> [AIM OF THE TASK]
Extract every line from the entries below that contains the string "door", matching case exactly.

---------- INPUT RECORDS

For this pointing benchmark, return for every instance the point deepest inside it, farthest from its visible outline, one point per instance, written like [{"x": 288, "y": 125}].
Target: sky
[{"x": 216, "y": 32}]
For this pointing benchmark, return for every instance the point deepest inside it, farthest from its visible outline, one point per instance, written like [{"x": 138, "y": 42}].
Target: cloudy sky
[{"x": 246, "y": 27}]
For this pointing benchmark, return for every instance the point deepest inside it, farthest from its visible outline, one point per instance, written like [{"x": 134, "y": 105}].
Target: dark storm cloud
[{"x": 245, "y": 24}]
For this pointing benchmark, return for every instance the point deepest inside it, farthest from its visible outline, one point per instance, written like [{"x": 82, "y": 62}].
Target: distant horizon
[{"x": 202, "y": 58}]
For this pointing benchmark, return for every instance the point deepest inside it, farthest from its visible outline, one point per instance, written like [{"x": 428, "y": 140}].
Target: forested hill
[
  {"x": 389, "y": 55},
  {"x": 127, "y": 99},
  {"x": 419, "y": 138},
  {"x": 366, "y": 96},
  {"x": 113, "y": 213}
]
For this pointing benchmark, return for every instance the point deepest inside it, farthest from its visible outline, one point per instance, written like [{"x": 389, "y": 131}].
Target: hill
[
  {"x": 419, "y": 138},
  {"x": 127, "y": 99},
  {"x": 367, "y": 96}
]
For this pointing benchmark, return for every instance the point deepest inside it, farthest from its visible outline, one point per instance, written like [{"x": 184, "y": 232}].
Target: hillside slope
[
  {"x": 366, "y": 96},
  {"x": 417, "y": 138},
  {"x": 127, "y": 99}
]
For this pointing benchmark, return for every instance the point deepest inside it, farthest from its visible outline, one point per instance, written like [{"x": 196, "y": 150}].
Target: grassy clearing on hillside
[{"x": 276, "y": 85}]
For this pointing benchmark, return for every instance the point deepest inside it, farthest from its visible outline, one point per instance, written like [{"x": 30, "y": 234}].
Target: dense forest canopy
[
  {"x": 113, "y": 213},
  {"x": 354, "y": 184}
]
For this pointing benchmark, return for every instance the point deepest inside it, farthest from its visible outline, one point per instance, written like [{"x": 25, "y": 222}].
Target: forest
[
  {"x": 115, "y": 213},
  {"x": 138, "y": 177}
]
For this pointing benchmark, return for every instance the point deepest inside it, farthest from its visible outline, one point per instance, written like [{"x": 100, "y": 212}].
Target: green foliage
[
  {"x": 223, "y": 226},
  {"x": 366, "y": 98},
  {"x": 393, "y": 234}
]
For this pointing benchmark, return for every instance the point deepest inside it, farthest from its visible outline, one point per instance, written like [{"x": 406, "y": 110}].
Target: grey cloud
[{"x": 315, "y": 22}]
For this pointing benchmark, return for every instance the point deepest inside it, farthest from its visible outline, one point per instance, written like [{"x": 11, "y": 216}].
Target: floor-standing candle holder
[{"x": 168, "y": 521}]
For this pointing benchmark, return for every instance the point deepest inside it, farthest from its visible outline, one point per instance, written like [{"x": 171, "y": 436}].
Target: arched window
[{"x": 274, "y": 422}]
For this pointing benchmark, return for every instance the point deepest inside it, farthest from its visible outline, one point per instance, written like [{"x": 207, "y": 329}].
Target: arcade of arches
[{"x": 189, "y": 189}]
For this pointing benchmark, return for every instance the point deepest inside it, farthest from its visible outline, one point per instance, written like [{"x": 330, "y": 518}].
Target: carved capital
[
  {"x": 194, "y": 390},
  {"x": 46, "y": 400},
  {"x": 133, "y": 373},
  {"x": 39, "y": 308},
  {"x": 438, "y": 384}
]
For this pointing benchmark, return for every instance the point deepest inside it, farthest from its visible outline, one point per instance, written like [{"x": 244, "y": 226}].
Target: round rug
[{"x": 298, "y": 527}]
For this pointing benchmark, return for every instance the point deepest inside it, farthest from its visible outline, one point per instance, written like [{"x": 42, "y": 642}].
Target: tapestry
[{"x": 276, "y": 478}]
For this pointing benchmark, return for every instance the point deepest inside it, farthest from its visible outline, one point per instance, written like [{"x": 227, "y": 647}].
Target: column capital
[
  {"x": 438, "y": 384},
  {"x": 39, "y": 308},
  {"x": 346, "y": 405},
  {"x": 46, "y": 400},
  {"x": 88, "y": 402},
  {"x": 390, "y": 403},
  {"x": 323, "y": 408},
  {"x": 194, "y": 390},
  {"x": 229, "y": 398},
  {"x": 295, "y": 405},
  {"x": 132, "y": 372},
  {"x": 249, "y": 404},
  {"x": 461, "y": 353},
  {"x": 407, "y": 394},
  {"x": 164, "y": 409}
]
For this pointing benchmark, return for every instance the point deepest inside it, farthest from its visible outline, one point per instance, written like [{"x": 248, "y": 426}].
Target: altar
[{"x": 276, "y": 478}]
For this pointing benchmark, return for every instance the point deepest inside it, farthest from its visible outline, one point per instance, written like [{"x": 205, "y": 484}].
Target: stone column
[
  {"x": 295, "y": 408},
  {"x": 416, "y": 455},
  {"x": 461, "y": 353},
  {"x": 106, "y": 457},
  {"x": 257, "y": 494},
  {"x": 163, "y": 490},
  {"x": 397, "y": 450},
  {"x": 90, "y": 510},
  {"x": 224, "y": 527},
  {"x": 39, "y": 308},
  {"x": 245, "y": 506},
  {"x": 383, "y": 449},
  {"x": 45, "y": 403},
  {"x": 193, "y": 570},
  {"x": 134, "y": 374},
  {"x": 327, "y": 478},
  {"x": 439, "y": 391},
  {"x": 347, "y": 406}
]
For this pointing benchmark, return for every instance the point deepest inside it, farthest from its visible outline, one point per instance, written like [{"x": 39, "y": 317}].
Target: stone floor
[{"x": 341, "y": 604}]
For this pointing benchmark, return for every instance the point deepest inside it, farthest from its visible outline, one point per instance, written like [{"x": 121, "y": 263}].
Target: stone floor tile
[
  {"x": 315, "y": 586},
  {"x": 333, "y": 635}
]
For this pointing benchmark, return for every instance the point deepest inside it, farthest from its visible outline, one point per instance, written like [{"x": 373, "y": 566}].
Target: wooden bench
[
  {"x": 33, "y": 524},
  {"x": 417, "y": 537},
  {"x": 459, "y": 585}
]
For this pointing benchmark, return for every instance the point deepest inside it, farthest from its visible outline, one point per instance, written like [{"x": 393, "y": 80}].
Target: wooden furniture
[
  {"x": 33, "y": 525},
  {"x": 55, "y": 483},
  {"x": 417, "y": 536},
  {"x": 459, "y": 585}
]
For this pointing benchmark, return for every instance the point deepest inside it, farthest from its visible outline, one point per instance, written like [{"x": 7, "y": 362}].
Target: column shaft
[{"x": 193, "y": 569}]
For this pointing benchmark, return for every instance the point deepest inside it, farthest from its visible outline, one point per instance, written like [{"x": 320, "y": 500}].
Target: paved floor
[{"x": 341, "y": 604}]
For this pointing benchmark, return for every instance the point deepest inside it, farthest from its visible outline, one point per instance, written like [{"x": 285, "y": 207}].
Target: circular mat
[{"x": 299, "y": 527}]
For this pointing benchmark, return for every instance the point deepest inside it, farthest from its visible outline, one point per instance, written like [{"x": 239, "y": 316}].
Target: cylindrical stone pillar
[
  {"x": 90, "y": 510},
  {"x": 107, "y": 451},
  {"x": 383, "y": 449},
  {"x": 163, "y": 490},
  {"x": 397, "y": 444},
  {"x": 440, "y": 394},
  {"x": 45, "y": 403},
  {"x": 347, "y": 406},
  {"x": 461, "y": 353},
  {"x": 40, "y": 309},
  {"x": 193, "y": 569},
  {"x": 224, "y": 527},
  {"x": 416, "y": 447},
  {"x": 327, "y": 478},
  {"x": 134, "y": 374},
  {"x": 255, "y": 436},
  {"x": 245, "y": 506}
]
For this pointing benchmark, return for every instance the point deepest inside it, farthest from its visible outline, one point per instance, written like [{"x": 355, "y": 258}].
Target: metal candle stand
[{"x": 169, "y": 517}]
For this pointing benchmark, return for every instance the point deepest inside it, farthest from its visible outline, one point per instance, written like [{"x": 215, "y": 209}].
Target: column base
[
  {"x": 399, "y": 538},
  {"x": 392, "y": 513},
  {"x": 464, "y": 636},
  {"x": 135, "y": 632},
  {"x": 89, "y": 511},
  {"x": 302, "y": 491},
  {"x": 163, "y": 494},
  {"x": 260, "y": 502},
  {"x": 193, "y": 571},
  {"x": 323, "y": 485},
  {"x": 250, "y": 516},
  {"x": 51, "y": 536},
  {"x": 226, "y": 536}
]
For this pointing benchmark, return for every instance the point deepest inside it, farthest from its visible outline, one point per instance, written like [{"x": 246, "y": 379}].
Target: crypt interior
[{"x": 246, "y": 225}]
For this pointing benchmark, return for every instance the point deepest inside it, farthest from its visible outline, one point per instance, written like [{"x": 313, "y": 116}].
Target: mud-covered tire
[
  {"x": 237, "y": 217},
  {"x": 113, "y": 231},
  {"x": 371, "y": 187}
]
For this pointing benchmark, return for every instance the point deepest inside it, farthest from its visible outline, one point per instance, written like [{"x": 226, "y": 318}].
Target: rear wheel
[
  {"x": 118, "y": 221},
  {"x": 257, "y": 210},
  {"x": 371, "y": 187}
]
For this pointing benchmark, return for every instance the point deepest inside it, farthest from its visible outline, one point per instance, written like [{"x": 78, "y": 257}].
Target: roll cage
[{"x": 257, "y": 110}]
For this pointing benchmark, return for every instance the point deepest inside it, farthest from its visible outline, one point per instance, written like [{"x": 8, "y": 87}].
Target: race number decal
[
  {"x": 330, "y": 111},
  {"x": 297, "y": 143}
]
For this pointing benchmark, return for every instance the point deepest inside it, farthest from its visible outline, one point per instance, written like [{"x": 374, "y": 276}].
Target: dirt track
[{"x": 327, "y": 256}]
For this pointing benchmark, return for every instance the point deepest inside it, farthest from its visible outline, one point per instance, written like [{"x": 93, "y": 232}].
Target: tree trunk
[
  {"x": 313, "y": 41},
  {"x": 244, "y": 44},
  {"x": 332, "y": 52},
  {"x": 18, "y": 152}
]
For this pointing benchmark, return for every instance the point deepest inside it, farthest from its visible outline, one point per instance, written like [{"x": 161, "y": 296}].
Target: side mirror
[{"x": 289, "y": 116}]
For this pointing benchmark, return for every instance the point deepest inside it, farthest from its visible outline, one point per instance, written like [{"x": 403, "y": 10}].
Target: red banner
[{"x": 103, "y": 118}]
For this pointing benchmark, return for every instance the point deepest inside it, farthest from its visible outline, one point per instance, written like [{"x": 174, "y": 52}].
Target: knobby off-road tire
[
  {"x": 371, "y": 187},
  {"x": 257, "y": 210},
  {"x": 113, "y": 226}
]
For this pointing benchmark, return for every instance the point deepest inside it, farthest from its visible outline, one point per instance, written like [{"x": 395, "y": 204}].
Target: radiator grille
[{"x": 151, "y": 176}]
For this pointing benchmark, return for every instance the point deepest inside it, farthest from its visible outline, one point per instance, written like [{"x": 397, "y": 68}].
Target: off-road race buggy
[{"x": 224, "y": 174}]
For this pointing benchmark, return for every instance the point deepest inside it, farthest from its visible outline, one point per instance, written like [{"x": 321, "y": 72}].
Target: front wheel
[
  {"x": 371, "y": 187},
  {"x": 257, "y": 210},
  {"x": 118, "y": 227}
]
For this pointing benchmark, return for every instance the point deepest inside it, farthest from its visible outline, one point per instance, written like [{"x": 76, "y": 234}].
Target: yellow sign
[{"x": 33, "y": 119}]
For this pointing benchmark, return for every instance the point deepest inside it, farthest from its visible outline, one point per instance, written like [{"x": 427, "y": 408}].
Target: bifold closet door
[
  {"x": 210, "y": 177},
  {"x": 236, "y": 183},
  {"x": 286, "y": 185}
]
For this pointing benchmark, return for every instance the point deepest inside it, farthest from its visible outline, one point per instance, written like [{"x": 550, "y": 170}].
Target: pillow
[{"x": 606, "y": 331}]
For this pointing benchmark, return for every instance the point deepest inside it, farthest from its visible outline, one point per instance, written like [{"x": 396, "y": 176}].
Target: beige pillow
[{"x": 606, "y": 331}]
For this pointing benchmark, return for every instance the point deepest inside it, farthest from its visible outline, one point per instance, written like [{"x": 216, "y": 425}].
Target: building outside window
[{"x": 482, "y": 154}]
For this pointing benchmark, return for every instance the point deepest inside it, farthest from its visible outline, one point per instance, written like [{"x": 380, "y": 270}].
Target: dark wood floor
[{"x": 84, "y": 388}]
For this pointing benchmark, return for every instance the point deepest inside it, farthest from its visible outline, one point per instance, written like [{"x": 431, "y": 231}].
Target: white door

--------------------

> [FINISHED TASK]
Target: bifold closet door
Target: white door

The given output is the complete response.